▶ **Set problem A**:
From the climate change speech below, list the images of Hurricane Katrina that it says are seared into the national memory.
▶ **Set problem B**:
According to the climate change speech below, what category of hurricane was Katrina when it made landfall in Southeast Louisiana?

September 10, 2015

Time to Wake Up: Louisiana Governor Ignores Threat of Climate Change

Mr. President, I rise today for the 110th time to ask my colleagues to wake up to climate change. Long after today’s debate has died down, it will still be looming and threatening. We stand now at the precipice of an environmental catastrophe. The burning of fossil fuels has unleashed a flood of carbon pollution that is pushing the climate system planet wide into conditions that are unprecedented in human history. It has already permanently altered the world that we will leave to future generations. If we keep sleepwalking through this and allow the carbon flood to continue, we will leave even bigger changes and risk absolute catastrophe.

Last month marked the 10th anniversary of Hurricane Katrina. When that storm made landfall in Southeast Louisiana on August 29, 2005, it was a category 3 hurricane. Katrina’s 125-mile-per-hour winds pushed a massive storm surge before it that overtopped New Orleans’ systems of levees and flooded the city. By the end, Katrina killed an estimated 1,200 people and caused more than $100 billion in damage. Images of broken levees, flooded streets, and people stranded on their rooftops are seared into our national memory. This natural disaster–compounded by manmade errors–showed how vulnerable we are to major storms and how vigilant we must be in planning for these extreme events.

▶ **Extracted records**:
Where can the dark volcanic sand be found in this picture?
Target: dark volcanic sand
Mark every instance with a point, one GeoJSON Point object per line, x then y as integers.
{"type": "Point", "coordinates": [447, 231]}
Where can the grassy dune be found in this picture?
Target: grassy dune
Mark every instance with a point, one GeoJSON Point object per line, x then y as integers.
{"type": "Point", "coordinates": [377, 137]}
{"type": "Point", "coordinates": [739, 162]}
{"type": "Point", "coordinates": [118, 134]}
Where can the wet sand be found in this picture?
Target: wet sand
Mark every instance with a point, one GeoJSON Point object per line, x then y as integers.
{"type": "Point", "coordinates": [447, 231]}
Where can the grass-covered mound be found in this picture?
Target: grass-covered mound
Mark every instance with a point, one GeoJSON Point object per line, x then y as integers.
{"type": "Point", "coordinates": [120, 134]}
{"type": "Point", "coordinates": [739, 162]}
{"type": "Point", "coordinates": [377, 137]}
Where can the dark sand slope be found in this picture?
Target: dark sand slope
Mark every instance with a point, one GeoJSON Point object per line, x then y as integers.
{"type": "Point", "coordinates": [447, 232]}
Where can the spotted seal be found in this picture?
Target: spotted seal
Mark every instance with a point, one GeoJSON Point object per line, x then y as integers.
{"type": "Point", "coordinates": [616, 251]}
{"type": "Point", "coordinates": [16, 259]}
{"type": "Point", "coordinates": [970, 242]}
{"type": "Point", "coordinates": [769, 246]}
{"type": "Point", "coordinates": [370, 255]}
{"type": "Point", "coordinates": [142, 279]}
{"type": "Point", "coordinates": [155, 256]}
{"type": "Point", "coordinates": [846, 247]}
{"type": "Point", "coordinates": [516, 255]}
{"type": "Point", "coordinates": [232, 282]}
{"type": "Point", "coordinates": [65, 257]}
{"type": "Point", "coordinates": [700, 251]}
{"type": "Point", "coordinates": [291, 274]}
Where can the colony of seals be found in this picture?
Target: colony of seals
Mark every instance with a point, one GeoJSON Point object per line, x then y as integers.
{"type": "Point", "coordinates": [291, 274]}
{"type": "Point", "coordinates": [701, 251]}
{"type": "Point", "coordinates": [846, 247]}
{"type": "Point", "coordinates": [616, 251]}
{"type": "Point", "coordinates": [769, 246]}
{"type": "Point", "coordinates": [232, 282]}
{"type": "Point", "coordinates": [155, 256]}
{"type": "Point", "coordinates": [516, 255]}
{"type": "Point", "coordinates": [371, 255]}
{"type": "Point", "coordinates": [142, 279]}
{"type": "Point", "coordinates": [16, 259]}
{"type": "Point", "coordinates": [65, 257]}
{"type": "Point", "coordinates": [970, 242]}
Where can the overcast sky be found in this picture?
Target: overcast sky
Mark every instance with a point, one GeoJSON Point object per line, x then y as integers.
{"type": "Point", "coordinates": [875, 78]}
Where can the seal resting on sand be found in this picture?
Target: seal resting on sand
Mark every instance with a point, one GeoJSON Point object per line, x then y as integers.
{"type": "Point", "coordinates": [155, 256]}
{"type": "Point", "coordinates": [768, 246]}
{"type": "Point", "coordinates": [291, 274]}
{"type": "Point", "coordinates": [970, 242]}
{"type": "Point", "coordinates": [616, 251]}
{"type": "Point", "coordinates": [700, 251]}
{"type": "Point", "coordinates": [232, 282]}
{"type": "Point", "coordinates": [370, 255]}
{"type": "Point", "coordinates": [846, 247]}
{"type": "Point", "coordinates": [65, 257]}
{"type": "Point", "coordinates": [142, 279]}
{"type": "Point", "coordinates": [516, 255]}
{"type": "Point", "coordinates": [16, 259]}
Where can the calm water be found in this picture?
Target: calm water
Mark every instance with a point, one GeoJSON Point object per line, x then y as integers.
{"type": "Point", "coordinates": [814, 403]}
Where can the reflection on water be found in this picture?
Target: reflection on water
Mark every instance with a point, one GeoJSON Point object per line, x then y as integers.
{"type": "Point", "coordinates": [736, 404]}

▶ **Task response A**:
Broken levees, flooded streets, and people stranded on their rooftops.

▶ **Task response B**:
It was a category 3 hurricane.